(Supplied material)
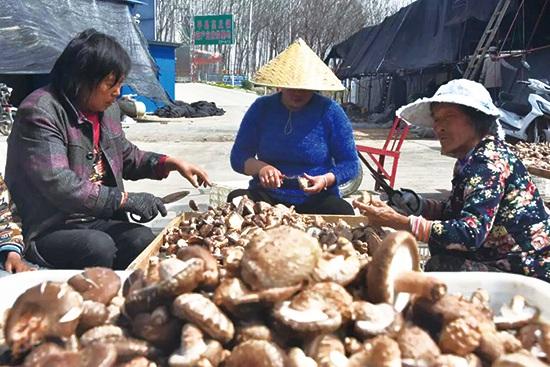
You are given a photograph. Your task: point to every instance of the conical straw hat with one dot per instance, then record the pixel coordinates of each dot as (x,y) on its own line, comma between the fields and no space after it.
(298,67)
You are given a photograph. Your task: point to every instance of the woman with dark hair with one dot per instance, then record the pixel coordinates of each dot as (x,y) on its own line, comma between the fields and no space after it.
(67,158)
(495,219)
(297,145)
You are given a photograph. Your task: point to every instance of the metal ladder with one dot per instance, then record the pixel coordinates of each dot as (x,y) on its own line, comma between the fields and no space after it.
(486,39)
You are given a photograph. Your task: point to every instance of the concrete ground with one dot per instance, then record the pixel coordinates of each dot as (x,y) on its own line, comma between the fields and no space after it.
(207,142)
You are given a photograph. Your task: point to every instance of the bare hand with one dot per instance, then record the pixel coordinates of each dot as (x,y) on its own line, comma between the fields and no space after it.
(270,177)
(14,263)
(194,174)
(381,214)
(316,184)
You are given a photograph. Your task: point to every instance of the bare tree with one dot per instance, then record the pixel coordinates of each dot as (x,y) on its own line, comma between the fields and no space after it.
(263,28)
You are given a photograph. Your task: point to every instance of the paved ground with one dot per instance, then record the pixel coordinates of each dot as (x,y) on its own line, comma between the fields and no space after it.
(207,142)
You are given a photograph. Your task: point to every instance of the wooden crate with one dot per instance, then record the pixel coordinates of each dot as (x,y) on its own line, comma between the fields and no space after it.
(142,260)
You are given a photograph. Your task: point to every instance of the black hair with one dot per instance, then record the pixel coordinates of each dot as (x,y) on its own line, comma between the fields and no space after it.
(482,123)
(85,62)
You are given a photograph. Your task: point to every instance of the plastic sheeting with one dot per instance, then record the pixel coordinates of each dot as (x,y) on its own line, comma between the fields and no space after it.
(424,34)
(33,33)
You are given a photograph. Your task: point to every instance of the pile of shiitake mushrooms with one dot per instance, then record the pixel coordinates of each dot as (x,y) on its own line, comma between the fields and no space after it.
(285,294)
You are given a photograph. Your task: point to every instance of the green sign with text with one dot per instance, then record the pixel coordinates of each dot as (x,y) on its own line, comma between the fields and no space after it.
(213,29)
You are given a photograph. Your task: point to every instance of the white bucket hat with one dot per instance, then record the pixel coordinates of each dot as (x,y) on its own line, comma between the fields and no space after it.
(298,67)
(460,91)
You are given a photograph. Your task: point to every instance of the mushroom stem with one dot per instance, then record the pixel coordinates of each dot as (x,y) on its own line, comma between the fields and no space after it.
(416,282)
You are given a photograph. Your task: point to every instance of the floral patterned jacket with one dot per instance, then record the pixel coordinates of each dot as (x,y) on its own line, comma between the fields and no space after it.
(495,214)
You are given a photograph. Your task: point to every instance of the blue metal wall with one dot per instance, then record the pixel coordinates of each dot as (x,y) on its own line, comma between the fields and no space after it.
(165,57)
(164,54)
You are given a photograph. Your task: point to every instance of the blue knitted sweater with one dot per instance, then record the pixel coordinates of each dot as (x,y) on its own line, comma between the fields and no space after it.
(315,140)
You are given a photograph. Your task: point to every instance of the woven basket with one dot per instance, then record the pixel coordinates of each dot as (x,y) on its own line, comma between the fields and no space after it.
(218,195)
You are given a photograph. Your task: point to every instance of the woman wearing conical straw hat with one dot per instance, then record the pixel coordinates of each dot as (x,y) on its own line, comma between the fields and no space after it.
(494,219)
(296,144)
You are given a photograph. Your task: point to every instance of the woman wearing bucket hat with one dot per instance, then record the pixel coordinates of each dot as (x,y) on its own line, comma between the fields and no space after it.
(495,219)
(296,133)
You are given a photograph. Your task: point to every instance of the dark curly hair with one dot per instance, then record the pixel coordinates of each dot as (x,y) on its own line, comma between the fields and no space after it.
(85,62)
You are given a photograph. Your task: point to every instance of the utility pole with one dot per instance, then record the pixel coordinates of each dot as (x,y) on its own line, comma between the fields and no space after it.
(249,62)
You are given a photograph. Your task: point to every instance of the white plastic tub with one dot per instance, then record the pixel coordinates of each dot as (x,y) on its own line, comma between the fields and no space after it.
(501,287)
(14,285)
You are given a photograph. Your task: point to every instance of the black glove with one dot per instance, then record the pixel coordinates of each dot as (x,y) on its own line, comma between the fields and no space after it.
(146,205)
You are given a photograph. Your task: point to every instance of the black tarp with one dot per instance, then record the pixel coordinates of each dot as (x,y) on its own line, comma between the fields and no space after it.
(427,43)
(430,33)
(33,33)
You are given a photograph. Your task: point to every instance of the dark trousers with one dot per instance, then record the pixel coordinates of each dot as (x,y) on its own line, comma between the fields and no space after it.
(321,203)
(109,243)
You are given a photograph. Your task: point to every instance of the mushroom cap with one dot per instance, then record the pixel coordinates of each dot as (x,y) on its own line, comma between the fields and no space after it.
(417,344)
(93,314)
(384,351)
(50,354)
(432,315)
(138,361)
(337,268)
(398,253)
(169,267)
(161,332)
(327,350)
(102,334)
(372,320)
(39,356)
(461,336)
(136,280)
(98,355)
(233,292)
(211,274)
(96,284)
(279,257)
(186,280)
(516,314)
(49,309)
(201,311)
(518,360)
(329,293)
(297,358)
(319,318)
(256,353)
(253,332)
(192,348)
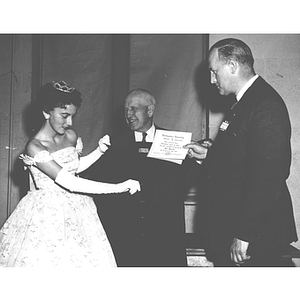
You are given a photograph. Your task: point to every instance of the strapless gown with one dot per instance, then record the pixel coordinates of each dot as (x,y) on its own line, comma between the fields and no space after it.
(52,227)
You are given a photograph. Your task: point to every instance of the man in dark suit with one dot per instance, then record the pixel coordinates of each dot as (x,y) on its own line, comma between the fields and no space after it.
(145,229)
(249,210)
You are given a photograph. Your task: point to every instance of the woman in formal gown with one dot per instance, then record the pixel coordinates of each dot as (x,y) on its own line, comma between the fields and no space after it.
(56,224)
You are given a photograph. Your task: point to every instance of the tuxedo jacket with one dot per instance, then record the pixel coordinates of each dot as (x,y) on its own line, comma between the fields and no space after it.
(147,228)
(248,165)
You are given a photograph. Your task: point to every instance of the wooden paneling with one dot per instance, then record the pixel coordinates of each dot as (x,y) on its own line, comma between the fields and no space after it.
(15,85)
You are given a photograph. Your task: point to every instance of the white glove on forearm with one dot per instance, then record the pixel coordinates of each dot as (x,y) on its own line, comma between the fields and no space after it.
(81,185)
(87,160)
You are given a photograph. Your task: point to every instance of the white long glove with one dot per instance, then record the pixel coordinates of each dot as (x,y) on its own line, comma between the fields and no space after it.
(87,160)
(81,185)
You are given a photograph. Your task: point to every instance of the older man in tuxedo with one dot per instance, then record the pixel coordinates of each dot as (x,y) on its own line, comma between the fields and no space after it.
(148,228)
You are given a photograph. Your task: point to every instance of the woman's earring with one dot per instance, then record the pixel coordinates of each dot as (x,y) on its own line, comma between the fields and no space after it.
(46,116)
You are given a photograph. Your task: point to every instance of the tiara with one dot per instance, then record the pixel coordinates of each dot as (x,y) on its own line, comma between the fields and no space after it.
(63,87)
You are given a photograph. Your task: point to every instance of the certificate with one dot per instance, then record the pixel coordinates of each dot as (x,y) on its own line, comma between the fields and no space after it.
(168,145)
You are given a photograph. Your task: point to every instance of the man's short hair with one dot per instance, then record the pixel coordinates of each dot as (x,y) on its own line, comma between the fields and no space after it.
(235,49)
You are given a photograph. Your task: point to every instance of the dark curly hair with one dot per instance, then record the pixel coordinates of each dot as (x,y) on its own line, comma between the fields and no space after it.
(57,94)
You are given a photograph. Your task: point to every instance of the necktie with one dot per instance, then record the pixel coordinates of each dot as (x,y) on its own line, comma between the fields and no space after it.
(144,137)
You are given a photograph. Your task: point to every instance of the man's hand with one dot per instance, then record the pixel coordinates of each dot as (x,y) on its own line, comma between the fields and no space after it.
(197,150)
(104,143)
(238,251)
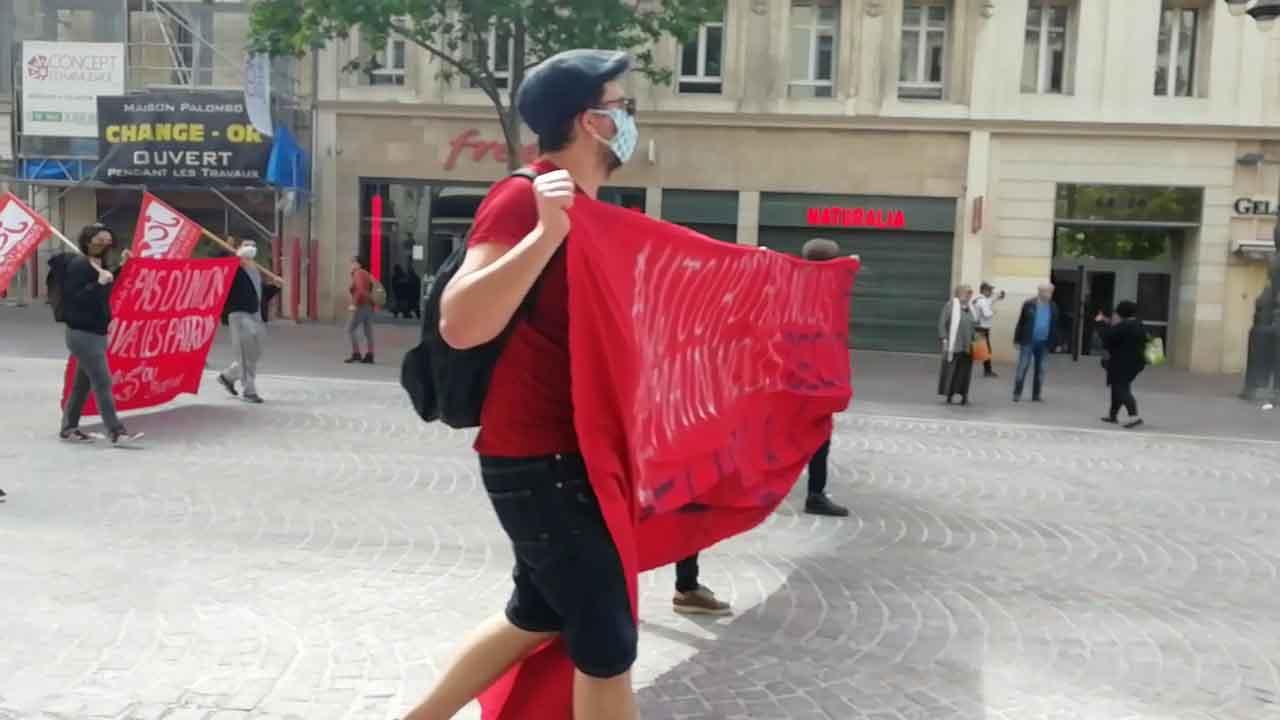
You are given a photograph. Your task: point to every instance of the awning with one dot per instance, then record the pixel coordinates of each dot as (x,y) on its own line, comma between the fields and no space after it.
(1258,249)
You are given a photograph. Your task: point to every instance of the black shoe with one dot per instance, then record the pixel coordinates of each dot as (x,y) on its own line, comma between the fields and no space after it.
(124,437)
(76,434)
(228,384)
(822,505)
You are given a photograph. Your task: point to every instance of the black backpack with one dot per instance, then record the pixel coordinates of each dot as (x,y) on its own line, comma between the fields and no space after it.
(446,383)
(55,283)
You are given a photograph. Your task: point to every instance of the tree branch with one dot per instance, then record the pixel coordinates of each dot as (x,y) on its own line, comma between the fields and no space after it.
(444,57)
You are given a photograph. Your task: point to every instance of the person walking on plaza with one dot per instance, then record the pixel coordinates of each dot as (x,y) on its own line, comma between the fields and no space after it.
(1036,335)
(361,313)
(984,311)
(243,313)
(85,306)
(956,332)
(691,596)
(568,575)
(816,501)
(1125,341)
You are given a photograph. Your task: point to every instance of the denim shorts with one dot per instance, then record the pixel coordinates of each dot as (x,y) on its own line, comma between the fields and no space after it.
(568,577)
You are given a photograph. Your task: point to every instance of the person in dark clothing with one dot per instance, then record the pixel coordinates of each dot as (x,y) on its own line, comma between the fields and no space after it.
(245,314)
(1125,341)
(1034,337)
(86,287)
(817,501)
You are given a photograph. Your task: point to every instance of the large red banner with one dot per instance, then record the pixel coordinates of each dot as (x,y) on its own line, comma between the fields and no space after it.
(164,317)
(21,232)
(704,377)
(163,232)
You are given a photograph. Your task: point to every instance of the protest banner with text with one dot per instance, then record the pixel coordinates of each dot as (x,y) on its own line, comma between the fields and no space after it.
(704,377)
(21,232)
(164,317)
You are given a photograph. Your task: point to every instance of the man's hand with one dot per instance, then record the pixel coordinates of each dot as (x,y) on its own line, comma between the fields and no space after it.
(554,194)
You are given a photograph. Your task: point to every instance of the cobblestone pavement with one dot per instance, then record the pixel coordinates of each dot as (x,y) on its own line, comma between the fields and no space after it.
(318,557)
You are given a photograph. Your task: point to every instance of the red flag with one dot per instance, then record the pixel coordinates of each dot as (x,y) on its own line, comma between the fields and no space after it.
(164,232)
(21,232)
(704,377)
(164,317)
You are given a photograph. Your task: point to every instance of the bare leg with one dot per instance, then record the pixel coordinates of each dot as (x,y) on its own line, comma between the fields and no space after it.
(599,698)
(494,647)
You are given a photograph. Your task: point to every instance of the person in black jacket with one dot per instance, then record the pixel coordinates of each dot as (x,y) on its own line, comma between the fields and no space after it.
(1034,337)
(1125,342)
(86,309)
(245,313)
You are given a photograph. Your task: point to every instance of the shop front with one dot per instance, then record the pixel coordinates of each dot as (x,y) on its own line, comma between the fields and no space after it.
(1114,244)
(906,246)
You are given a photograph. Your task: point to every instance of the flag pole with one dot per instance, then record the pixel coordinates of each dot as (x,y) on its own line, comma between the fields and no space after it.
(63,237)
(232,250)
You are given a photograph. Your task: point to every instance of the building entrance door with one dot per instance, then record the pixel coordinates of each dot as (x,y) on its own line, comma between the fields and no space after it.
(1137,264)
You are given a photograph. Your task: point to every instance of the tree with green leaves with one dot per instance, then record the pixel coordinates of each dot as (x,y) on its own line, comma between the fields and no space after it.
(458,32)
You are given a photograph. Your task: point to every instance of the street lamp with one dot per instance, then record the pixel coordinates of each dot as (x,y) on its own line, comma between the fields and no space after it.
(1266,13)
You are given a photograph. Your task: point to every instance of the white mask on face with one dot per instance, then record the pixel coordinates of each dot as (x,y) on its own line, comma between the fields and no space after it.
(624,142)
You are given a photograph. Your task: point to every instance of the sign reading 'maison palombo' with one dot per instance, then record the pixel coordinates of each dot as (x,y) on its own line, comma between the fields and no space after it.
(181,137)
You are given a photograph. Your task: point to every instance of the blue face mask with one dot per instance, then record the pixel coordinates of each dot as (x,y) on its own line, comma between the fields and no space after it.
(624,142)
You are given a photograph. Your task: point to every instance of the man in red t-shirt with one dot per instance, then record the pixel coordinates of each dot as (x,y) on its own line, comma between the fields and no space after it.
(568,578)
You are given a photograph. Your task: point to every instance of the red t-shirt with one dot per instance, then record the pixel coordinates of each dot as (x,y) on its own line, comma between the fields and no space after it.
(528,410)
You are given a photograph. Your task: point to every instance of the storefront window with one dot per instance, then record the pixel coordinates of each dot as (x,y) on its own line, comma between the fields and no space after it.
(629,197)
(712,213)
(1112,242)
(1116,203)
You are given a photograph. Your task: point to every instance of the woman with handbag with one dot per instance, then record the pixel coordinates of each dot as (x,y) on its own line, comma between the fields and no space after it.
(1125,342)
(956,331)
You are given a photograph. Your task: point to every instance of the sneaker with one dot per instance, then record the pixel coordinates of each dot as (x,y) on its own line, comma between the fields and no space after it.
(228,384)
(76,434)
(124,437)
(822,505)
(699,602)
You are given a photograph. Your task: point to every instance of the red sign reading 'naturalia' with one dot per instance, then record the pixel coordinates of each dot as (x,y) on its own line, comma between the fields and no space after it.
(856,218)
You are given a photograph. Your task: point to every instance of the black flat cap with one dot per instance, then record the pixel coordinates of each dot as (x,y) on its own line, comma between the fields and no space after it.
(565,85)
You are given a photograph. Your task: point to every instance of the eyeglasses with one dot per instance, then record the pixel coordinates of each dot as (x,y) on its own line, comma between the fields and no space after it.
(627,104)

(Task to complete)
With both ends included, please retype exactly the lines from the line containing "woman with handbag" to the final line of the data.

(Complete response)
You are given a photograph. Your task: point to every instance of the woman with handbag with one dot per instance, then record the pixel coordinates of each dot as (x,y) on its own line, comma between the fields and no space after it.
(1125,342)
(956,331)
You are given a photograph. Your task: point to every instance of the sneaker with one dot per instance, then record the pixel coordinates of each dot as (x,y) on its own line, comma between the fields and no space after it.
(228,384)
(76,434)
(124,437)
(822,505)
(699,602)
You are given a photograph. Your task: point to every instance of the red sign reading 'naturalia' with one dot per instance, then record the pixel coordinates of each dot as (x,y) on its own line, comma between the fields and no space after it.
(856,218)
You are given a photograph. Your task: point to every instance of the black flat cap with one dot per instance, then record the pixel coordinates of each dot as (x,y) on its own line, comma between the fields and no space after it.
(565,85)
You are given a photograph. Your task: point to every instance of the eyeglasses with one dot per instance, then record the pixel coordinates of each dot as (x,y) on its own line, comma between the fields and no space after it.
(627,104)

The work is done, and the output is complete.